- WHAT THIS TASK INVOLVES -
Convert the rows below into a JSON list of strings, with one string for each line and blank lines omitted.

### MATERIAL PROVIDED ###

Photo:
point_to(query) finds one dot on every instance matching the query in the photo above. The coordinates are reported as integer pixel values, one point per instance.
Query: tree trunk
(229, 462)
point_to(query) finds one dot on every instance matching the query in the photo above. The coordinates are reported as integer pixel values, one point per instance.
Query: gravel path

###

- OUTPUT OF THE EXERCISE -
[
  "Photo:",
  "point_to(query) finds one dot on every instance matching the query in the photo above. The coordinates are reported as integer pixel values, one point per instance.",
  "Query: tree trunk",
  "(229, 462)",
  "point_to(query) finds one dot on every instance matching the query in the photo above. The coordinates are reported as integer pixel values, one point per instance.",
  "Query: gravel path"
]